> **Short exercise A**
Copy the portion of the forum thread that opens with the words "Sorry you don't" and closes with "our Trilogy trip.".

___ Quoted passage

You didn't happen to use two different pairs of flip flops for the test? Or your flip flops for one unit and your Jonell's for another? That could account for the 16% difference in size?


----------



## gomike (Jun 30, 2015)

I am here too, in Molokai tower though.  Spending about 5 weeks.


----------



## SueDonJ (Jun 30, 2015)

gomike said:


> I am here too, in Molokai tower though.  Spending about 5 weeks.



Do you have the appropriate flip-flops?  

Geeeeze, five weeks!  "Lucky!"  <--- said in my best Napoleon Dynamite voice


----------



## Passepartout (Jun 30, 2015)

Somebody needs a life. I hear there is an ocean and maybe some sand near there. Easier to find than a tape measure. Sheesh!


----------



## gomike (Jun 30, 2015)

I've got some fruit by the foot

Sent from my A0001 using Tapatalk


----------



## n777lt (Jun 30, 2015)

Greg's "flip flops" definitely should be enshrined in TUGGER lore, just like the Smoots that measure the bridge across the Charles River at MIT.  (Smoot was an MIT engineering student who lay down repeatedly so that his fraternity could measure the length of the bridge in units of his height, back in ancient days, i.e. the 50s) See https://en.wikipedia.org/wiki/Smoot.

Thank you Greg!


----------



## GregT (Jul 1, 2015)

Passepartout said:


> Somebody needs a life. I hear there is an ocean and maybe some sand near there. Easier to find than a tape measure. Sheesh!



Sorry you don't like my flip flop measurements -- love the Smoot reference, and yes, these are the same flip flops as last year, so there is integrity to the flip flop comparison!

Maui rocks -- picture attached should reassure Passepartout that life is terrific -- from our Trilogy trip.

Best,

Greg


----------



## GregT (Jul 1, 2015)

BocaBoy said:


> Greg,
> 
> I wonder if this difference between Lahaina and Napili is limited to the 3BR units?  I have never stayed in one of them.  We own oceanfront 2BR and I have never felt that the 2BR units in Napili Villas seemed at all smaller.  We actually prefer them.

______
___ Exercise input

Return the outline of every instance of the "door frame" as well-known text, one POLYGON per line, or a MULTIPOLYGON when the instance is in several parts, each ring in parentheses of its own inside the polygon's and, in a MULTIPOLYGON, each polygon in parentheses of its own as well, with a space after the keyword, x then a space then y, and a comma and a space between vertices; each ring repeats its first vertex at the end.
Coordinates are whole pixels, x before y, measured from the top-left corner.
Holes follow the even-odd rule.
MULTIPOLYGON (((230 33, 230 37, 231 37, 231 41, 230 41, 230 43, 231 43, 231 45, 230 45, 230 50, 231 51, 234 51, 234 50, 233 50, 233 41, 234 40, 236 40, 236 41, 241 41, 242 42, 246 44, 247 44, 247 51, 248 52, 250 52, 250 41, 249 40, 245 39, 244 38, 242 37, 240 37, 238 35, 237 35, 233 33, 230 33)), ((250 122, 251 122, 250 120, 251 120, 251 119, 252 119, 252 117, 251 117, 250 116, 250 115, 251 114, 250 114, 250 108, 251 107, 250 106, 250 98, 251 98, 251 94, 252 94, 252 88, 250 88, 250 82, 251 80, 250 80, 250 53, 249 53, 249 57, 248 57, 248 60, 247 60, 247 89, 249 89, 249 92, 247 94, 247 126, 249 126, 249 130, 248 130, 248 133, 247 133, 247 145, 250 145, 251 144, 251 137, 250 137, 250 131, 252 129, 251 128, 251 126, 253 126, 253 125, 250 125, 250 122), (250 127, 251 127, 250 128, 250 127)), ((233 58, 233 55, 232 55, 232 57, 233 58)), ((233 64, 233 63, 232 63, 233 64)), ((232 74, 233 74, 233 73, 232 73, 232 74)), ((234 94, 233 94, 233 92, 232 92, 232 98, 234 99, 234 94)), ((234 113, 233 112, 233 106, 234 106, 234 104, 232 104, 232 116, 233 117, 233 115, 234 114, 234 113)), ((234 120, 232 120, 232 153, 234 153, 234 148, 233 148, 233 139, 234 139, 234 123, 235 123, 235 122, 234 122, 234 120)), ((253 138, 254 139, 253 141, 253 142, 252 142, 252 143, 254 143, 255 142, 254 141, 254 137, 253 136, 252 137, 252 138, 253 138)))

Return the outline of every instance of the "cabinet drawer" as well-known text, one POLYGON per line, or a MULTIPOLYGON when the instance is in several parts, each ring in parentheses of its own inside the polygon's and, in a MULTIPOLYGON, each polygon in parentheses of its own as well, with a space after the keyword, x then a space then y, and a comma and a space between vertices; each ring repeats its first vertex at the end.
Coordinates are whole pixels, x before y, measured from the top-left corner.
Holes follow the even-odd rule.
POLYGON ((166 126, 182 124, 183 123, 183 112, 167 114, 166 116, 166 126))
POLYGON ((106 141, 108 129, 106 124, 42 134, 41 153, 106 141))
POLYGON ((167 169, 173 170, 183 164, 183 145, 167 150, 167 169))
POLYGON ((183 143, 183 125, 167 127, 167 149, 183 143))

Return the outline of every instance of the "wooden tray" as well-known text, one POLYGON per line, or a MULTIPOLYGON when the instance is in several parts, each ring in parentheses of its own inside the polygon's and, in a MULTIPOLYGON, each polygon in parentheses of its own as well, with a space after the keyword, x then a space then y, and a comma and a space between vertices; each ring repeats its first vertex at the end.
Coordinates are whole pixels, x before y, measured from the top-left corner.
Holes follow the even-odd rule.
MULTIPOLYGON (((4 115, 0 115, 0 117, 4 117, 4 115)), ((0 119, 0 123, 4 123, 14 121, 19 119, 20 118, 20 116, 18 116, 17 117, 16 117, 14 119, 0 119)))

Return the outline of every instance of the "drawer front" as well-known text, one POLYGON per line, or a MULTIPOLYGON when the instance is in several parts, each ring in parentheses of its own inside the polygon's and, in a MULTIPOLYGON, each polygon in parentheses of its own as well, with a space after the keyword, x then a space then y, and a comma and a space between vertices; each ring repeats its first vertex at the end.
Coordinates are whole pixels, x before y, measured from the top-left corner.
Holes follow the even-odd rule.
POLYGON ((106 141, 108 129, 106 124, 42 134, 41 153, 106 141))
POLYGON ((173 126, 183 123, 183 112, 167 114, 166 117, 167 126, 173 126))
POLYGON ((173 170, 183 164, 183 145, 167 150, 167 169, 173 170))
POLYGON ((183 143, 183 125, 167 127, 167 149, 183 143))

______
___ Exercise input

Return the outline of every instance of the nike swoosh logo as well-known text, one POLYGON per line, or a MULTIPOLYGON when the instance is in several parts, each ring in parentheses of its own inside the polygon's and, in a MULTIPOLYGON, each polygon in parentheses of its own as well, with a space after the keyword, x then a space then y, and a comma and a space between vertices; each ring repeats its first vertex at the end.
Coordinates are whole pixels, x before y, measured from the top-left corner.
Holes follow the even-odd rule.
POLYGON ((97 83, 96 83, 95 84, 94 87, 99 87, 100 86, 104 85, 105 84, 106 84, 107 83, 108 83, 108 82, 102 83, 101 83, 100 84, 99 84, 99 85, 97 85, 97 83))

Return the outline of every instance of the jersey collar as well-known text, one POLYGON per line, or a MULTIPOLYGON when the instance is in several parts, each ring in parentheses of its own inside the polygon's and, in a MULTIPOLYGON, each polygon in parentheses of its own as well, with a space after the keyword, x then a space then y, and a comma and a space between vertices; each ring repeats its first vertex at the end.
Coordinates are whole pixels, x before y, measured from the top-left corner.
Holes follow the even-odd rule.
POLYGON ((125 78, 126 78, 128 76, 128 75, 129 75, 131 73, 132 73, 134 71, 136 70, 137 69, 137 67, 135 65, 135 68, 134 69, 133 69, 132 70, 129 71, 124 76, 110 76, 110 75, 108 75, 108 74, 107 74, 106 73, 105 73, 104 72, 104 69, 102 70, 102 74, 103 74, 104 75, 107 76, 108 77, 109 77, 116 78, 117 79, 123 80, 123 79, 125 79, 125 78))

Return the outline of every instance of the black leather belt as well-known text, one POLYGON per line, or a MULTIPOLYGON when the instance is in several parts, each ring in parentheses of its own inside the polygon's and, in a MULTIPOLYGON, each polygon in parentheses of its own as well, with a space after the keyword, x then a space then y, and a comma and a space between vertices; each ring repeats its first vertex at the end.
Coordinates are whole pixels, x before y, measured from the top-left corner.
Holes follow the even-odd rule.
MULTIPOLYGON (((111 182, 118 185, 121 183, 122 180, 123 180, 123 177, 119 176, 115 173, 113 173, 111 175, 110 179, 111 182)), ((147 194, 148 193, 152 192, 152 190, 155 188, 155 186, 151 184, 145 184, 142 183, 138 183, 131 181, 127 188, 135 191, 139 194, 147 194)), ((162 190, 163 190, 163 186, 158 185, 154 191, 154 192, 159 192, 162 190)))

______

> **Short exercise B**
Substitute "upper-left corner" for "top-left corner" in the records, from the line containing "Return the outline of every instance of the nike" through the line containing "POLYGON ((97 83, 96". Return only those lines, with nothing else changed.

> **Worked answer A**
Sorry you don't like my flip flop measurements -- love the Smoot reference, and yes, these are the same flip flops as last year, so there is integrity to the flip flop comparison!

Maui rocks -- picture attached should reassure Passepartout that life is terrific -- from our Trilogy trip.

> **Worked answer B**
Return the outline of every instance of the nike swoosh logo as well-known text, one POLYGON per line, or a MULTIPOLYGON when the instance is in several parts, each ring in parentheses of its own inside the polygon's and, in a MULTIPOLYGON, each polygon in parentheses of its own as well, with a space after the keyword, x then a space then y, and a comma and a space between vertices; each ring repeats its first vertex at the end.
Coordinates are whole pixels, x before y, measured from the upper-left corner.
Holes follow the even-odd rule.
POLYGON ((97 83, 96 83, 95 84, 94 87, 99 87, 100 86, 104 85, 105 84, 106 84, 107 83, 108 83, 108 82, 102 83, 101 83, 100 84, 99 84, 99 85, 97 85, 97 83))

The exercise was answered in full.